The RV Engineer Goes to RV Tech School! (Part 3)

If you’re reading this post before reading Part 1 and Part 2, don’t. That’s like reading the last chapter of a book first, and there’s a special circle of hell reserved for people like that.

To briefly recap: Almost a year ago, I left my position as an RV design engineer to become an RV repair technician. I attended the NRTVA in Texas to become a Certified RV Technician. While I was there, I patiently endured no end of ribbing about my previous position as an RV designer. Suffice it to say that most techs and RV owners are NOT impressed with the way RVs are put together! (nor am I).

As I look back on my first season as a mobile repair technician, I am struck by how little prepared I was for “the opposite side of the tracks.” You would think that as an RV engineer, I would enjoy an unfair advantage, that I could troubleshoot an air conditioner in my sleep.

The truth is, many of my prior skills didn’t really transfer over. My knowledge of the OEM supply chain hasn’t helped me much as an aftermarket dealer. My proficiency in Autodesk Inventor 3D modeling has yet to help me diagnose a wheezing furnace. Nobody has asked me to explain the difference between lumber-core and hardwood face frames. I don’t remember the last time I compiled a Pugh chart, wrote an FMEA, or released a CNC G-code program.

*Given data*.
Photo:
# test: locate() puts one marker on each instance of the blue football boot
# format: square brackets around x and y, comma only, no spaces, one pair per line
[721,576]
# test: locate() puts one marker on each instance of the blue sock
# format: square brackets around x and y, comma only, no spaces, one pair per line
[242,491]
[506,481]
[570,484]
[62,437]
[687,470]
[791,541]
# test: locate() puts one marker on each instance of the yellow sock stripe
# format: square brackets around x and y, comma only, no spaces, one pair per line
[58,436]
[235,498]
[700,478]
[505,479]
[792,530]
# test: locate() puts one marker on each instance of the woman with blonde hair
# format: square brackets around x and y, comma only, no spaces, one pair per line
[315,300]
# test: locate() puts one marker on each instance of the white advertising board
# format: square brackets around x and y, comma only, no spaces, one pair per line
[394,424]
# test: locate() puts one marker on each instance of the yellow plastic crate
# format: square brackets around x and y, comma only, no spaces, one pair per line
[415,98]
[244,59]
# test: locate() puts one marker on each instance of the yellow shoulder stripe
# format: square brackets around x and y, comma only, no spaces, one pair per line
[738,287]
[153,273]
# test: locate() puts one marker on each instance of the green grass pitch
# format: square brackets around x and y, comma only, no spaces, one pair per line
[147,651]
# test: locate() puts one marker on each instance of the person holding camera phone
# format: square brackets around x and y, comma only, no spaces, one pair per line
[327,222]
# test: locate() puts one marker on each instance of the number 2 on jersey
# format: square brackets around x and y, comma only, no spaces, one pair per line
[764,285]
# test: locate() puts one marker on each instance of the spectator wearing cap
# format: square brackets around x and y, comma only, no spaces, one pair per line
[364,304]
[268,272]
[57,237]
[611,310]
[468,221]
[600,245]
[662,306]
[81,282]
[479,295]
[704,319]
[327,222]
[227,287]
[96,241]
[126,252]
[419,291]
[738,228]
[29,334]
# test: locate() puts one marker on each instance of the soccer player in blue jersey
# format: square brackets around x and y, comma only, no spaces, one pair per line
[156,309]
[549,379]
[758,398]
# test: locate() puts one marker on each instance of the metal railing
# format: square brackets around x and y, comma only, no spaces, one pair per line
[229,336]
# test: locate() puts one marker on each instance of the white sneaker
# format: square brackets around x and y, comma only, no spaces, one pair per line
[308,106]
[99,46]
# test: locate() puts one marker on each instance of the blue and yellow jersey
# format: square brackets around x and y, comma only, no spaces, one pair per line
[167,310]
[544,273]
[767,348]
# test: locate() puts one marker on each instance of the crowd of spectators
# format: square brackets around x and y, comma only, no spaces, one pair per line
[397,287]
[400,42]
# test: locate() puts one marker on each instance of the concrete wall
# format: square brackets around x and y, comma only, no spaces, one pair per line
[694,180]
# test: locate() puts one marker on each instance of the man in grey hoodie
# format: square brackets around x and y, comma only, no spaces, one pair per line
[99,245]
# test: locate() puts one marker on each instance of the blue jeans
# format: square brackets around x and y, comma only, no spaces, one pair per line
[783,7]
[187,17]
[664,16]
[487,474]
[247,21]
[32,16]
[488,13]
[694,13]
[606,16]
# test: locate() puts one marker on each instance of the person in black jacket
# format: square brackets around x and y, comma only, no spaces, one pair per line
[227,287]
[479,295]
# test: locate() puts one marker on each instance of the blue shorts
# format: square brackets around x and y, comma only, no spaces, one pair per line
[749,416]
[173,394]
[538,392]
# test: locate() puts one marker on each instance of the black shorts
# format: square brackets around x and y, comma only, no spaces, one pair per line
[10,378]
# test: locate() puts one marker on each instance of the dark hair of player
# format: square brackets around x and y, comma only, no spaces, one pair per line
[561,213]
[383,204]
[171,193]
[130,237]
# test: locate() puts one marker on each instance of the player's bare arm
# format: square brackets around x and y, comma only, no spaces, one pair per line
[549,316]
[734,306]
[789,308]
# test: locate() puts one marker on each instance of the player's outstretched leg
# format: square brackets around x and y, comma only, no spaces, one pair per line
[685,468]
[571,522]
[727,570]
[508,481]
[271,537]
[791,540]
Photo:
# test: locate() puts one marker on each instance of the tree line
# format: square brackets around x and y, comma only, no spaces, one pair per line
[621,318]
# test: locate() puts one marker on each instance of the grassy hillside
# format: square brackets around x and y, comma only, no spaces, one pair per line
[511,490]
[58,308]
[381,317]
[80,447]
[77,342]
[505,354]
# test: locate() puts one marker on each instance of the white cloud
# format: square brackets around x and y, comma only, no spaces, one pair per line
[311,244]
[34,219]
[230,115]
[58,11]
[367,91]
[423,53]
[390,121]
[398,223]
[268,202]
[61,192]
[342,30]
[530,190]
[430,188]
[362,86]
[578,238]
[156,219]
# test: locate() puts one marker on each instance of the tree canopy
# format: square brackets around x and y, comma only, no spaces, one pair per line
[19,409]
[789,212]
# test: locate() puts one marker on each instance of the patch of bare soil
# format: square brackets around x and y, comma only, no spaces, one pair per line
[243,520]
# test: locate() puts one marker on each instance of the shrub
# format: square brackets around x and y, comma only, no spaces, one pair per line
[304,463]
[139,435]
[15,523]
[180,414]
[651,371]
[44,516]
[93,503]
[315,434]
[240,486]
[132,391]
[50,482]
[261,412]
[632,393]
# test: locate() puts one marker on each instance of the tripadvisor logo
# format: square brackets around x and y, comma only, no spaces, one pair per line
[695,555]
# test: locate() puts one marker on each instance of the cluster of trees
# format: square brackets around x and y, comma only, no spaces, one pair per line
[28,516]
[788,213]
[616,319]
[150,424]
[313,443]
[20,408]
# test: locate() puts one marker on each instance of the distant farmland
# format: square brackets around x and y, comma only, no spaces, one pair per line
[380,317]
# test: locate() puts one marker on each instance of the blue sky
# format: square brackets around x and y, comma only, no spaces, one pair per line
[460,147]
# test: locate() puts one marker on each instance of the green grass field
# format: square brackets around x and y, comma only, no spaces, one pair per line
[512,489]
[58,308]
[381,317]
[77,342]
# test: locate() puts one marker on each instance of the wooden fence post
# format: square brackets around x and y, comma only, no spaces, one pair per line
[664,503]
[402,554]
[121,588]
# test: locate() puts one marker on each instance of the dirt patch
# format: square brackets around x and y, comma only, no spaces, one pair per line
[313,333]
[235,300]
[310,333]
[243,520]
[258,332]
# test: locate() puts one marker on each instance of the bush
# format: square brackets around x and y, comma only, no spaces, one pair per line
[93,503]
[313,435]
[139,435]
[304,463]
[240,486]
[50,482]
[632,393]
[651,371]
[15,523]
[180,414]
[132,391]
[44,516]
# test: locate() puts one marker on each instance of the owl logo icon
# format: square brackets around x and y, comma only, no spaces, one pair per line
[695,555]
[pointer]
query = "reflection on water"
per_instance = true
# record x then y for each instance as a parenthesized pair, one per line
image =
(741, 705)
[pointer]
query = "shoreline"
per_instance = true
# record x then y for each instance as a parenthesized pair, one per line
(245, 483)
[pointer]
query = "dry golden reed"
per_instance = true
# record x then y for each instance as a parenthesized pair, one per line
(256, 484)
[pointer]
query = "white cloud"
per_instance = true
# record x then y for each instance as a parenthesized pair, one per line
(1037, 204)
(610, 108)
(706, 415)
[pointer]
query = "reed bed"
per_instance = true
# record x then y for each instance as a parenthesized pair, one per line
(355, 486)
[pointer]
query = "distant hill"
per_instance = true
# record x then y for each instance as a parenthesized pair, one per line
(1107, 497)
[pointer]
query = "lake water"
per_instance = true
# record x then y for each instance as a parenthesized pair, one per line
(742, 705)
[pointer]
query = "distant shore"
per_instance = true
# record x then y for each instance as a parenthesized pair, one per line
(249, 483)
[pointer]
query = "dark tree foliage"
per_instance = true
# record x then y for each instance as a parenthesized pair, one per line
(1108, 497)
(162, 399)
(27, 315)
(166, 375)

*List of tasks*.
1) Please give the RV tech school post again between "If you’re reading" and "(nor am I).", inclusive, and swap "Texas" for "Oklahoma".
2) Answer these from the RV tech school post:
(a) What did the writer attend the NRTVA to become?
(b) In what 3D modeling software is the writer proficient?
(c) What kind of technician did the writer work as during the first season?
3) Sum up the RV tech school post in two sentences.
The entries have nothing to do with the RV tech school post.

*Answers to the exercise*.
1)
If you’re reading this post before reading Part 1 and Part 2, don’t. That’s like reading the last chapter of a book first, and there’s a special circle of hell reserved for people like that.

To briefly recap: Almost a year ago, I left my position as an RV design engineer to become an RV repair technician. I attended the NRTVA in Oklahoma to become a Certified RV Technician. While I was there, I patiently endured no end of ribbing about my previous position as an RV designer. Suffice it to say that most techs and RV owners are NOT impressed with the way RVs are put together! (nor am I).

2)
(a) A Certified RV Technician
(b) Autodesk Inventor
(c) A mobile repair technician

3) The writer left a job as an RV design engineer to become an RV repair technician and attended the NRTVA in Texas, where the writer was teased about the former design job. Looking back on a first season of mobile repair work, the writer found that many skills from engineering, such as 3D modeling and knowledge of the OEM supply chain, did not transfer to the new work.